▶ **Extrait du texte**
***
Avec le livre « Les amochés » (Janvier 2019), Nan AUROUSSEAU est désarçonnant. L'entame du récit laisse croire à une fiction fantastique, une histoire rocambolesque sous contrôle de doubles cosmiques, avec suspicion de destruction massive du genre humain. Au coeur de l'apocalypse, l'auteure, de manière convenue, maintient en vie – mais vivre est peut-être un grand mot – trois paumés en errance sous un soleil qui, à toute heure, danse au zénith !
Puis, peu à peu, le lecteur se surprend à suivre, plus qu'à aimer, le personnage central, narrateur de cette histoire sans repère. Abdel Ramdamkétif est un vieux villageois d'un village de montagne coupé d'à peu près tout. Aigri, misanthrope, solitaire, fragilisé par des ruptures amoureuses mais fortifié de toutes les références livresques et cinématographiques, fruits d'une passion absolue pour la culture, toutes périodes et styles d'écriture confondus, Abdel est cependant capable d'analyser le monde et de poser sur un regard critique sur la modernité qui réduit nos quotidiens à des fonctionnements plutôt qu'à une vie. Cette puissance de penser alimente l'incessante conversation qu'il tient avec lui-même et qu'il partage, exceptionnellement, avec Roger, garçon de café, Laure et Sandra, les jumelles ou, plus étonnant, un directeur de la prison.
Que s'est-il passé ? Ses souvenirs extrêmement précis lui offrent une conscience parfaite de la situation apocalyptique vécue. Il en est conscient, sa réalité est indicible. Il est donc exclu qu'il s'appuie sur ce vécu pour récuser l'accusation de viol que porte contre lui la famille de Sandra, une des jumelles ayant partagé son aventure cosmique.
***
▶ **Données fournies**
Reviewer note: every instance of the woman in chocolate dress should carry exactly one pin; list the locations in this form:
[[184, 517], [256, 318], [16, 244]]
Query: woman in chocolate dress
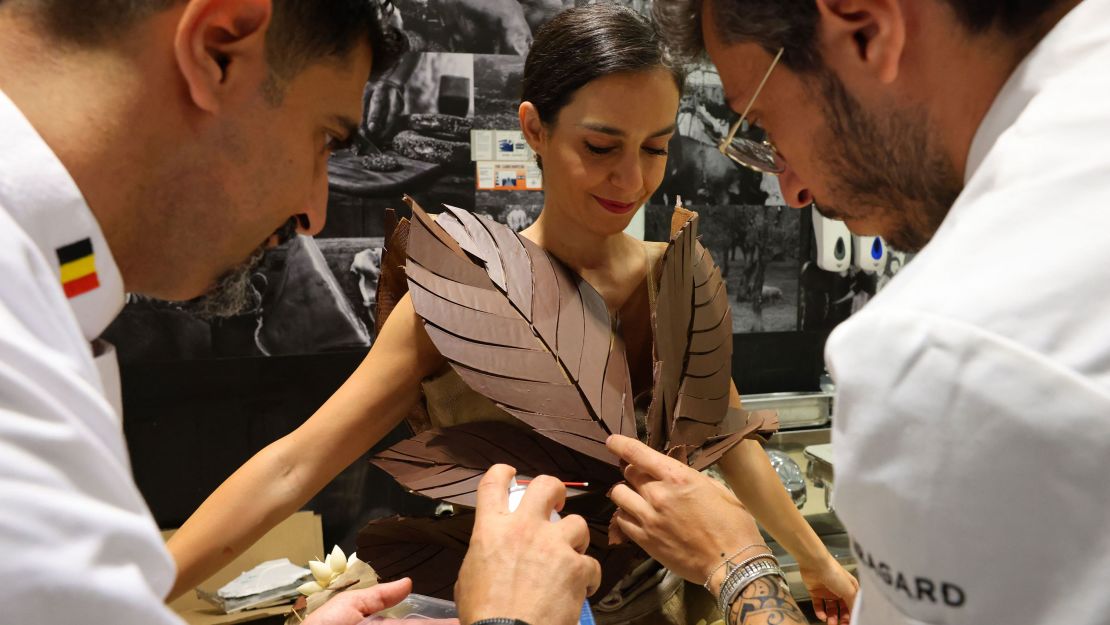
***
▶ **Travail à faire**
1. Recopiez le passage de la critique des « Amochés » commençant par « Puis, peu à » et se terminant par « de la prison. ».
2. Citez toutes les personnes avec lesquelles Abdel partage exceptionnellement la conversation qu'il tient avec lui-même, selon la critique des « Amochés ».
Cette liste n'a aucun rôle dans ce travail.

▶ **Solutions**
1.
Puis, peu à peu, le lecteur se surprend à suivre, plus qu'à aimer, le personnage central, narrateur de cette histoire sans repère. Abdel Ramdamkétif est un vieux villageois d'un village de montagne coupé d'à peu près tout. Aigri, misanthrope, solitaire, fragilisé par des ruptures amoureuses mais fortifié de toutes les références livresques et cinématographiques, fruits d'une passion absolue pour la culture, toutes périodes et styles d'écriture confondus, Abdel est cependant capable d'analyser le monde et de poser sur un regard critique sur la modernité qui réduit nos quotidiens à des fonctionnements plutôt qu'à une vie. Cette puissance de penser alimente l'incessante conversation qu'il tient avec lui-même et qu'il partage, exceptionnellement, avec Roger, garçon de café, Laure et Sandra, les jumelles ou, plus étonnant, un directeur de la prison.

2. Roger, garçon de café ; Laure ; Sandra ; un directeur de la prison.